▶ _WORK TASK_: The reply must contain all of the records, unchanged.

[Natural-language object grounding data]
* * * * * * *
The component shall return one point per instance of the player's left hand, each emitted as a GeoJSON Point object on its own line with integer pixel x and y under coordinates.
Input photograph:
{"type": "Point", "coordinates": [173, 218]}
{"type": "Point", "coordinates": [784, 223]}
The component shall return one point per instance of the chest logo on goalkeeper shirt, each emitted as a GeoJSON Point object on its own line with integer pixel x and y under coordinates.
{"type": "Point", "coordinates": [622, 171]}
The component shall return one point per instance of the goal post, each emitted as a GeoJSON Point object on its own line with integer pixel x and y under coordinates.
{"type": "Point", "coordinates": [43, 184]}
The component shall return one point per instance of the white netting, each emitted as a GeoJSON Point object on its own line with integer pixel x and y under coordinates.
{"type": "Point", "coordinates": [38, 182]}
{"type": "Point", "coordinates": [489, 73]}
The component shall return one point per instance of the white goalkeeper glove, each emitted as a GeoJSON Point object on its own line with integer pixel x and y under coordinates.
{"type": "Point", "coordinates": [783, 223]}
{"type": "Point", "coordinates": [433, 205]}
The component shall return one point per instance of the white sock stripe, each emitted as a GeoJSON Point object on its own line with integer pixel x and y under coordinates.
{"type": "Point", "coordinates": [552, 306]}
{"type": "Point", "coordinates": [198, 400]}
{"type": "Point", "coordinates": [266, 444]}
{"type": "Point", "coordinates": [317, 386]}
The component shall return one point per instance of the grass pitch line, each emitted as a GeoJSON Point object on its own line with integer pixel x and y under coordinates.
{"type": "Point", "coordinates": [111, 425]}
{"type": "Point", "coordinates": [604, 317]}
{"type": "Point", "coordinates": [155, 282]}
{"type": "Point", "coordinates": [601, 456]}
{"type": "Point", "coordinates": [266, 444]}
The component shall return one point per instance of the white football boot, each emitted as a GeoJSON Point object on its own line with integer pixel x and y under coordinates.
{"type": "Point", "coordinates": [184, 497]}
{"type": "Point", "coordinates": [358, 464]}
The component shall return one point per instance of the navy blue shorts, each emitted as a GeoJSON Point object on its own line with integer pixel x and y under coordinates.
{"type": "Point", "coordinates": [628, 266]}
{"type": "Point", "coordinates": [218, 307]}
* * * * * * *
▶ _PROBLEM SOLUTION_:
The component shall return one point per instance of the player's left hand, each emitted as a GeoJSON Point object on its own line with integer pixel x and y under coordinates.
Input photograph:
{"type": "Point", "coordinates": [173, 218]}
{"type": "Point", "coordinates": [784, 223]}
The component shall return one point per instance of the chest logo on goalkeeper shirt, each emitted as a GeoJSON Point object on its own line with integer pixel x and y under coordinates.
{"type": "Point", "coordinates": [622, 171]}
The component shall return one point per instance of the goal post, each emitted as a GeoJSON Point object on its own line with integer pixel x and y under coordinates.
{"type": "Point", "coordinates": [43, 184]}
The component shall return one point per instance of the white netting, each emitted as a GeoJSON Point object on its own line with integer pixel x and y under coordinates.
{"type": "Point", "coordinates": [38, 182]}
{"type": "Point", "coordinates": [489, 73]}
The component shall return one point per instance of the white goalkeeper glove, each emitted as a GeoJSON Point object on its own line with integer pixel x and y under coordinates.
{"type": "Point", "coordinates": [783, 223]}
{"type": "Point", "coordinates": [433, 205]}
The component shall return one point per instance of the white sock stripe, each emitted as a GeoJSON Point object on its own line with integer pixel x and y under coordinates.
{"type": "Point", "coordinates": [552, 306]}
{"type": "Point", "coordinates": [198, 400]}
{"type": "Point", "coordinates": [266, 444]}
{"type": "Point", "coordinates": [317, 386]}
The component shall return one point per instance of the grass pitch line, each emitted as a GeoJSON Point object on its own line with integer pixel x and y under coordinates.
{"type": "Point", "coordinates": [111, 425]}
{"type": "Point", "coordinates": [604, 317]}
{"type": "Point", "coordinates": [155, 282]}
{"type": "Point", "coordinates": [601, 456]}
{"type": "Point", "coordinates": [266, 444]}
The component shall return one point per instance of the white football boot, each emitted as a GeoJSON Point object on its own line with integer pixel x and y under coordinates.
{"type": "Point", "coordinates": [184, 497]}
{"type": "Point", "coordinates": [358, 464]}
The component shall return one point per instance of the navy blue shorts, each emitted as a GeoJSON Point object on its own line with integer pixel x and y under coordinates.
{"type": "Point", "coordinates": [628, 266]}
{"type": "Point", "coordinates": [218, 307]}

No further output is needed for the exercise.